DATA RECORDS>
-- Opening Marker --

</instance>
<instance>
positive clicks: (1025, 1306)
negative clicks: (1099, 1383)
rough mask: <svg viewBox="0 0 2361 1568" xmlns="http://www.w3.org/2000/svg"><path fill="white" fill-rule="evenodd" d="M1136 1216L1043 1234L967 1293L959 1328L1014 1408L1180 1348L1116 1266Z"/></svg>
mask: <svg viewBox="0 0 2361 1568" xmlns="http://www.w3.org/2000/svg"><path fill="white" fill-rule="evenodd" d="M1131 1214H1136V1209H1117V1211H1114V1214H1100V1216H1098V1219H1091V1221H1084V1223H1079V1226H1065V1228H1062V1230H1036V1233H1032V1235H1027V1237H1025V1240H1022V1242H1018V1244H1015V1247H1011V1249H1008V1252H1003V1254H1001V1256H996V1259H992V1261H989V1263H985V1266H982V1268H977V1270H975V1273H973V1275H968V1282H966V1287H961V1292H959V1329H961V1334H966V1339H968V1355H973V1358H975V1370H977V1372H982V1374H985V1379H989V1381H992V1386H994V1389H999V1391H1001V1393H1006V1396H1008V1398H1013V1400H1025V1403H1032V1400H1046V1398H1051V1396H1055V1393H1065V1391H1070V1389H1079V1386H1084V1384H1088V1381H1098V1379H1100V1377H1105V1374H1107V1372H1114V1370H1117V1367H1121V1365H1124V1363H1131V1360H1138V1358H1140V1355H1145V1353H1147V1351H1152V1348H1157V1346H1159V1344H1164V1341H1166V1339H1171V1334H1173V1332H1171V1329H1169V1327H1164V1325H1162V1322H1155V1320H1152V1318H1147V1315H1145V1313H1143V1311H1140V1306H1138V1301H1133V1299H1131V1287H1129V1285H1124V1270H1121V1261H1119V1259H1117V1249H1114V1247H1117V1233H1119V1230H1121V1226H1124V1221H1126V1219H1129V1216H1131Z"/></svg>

-- Closing Marker --

JOB> Put the data above into a JSON list of strings, with one string for each line and no blank lines.

OUTPUT OF THE EXERCISE>
[
  "</instance>",
  "<instance>",
  "positive clicks: (1025, 1306)",
  "negative clicks: (1099, 1383)",
  "rough mask: <svg viewBox=\"0 0 2361 1568\" xmlns=\"http://www.w3.org/2000/svg\"><path fill=\"white\" fill-rule=\"evenodd\" d=\"M1136 1216L1043 1234L967 1293L959 1328L1014 1408L1180 1348L1116 1266Z\"/></svg>",
  "mask: <svg viewBox=\"0 0 2361 1568\" xmlns=\"http://www.w3.org/2000/svg\"><path fill=\"white\" fill-rule=\"evenodd\" d=\"M1131 1214H1136V1209H1117V1211H1114V1214H1100V1216H1098V1219H1091V1221H1084V1223H1079V1226H1065V1228H1062V1230H1036V1233H1032V1235H1027V1237H1025V1240H1022V1242H1018V1244H1015V1247H1011V1249H1008V1252H1003V1254H1001V1256H996V1259H992V1261H989V1263H985V1266H982V1268H977V1270H975V1273H973V1275H968V1282H966V1287H961V1292H959V1329H961V1334H966V1339H968V1355H973V1358H975V1370H977V1372H982V1374H985V1379H989V1381H992V1386H994V1389H999V1391H1001V1393H1006V1396H1008V1398H1013V1400H1025V1403H1032V1400H1046V1398H1051V1396H1055V1393H1065V1391H1070V1389H1079V1386H1084V1384H1088V1381H1098V1379H1100V1377H1105V1374H1107V1372H1114V1370H1117V1367H1121V1365H1124V1363H1131V1360H1138V1358H1140V1355H1145V1353H1147V1351H1152V1348H1157V1346H1159V1344H1164V1341H1166V1339H1171V1334H1173V1332H1171V1329H1169V1327H1164V1325H1162V1322H1155V1320H1152V1318H1147V1315H1145V1313H1143V1311H1140V1306H1138V1301H1133V1299H1131V1287H1129V1285H1124V1270H1121V1261H1119V1259H1117V1249H1114V1247H1117V1233H1119V1230H1121V1226H1124V1221H1126V1219H1129V1216H1131Z\"/></svg>"
]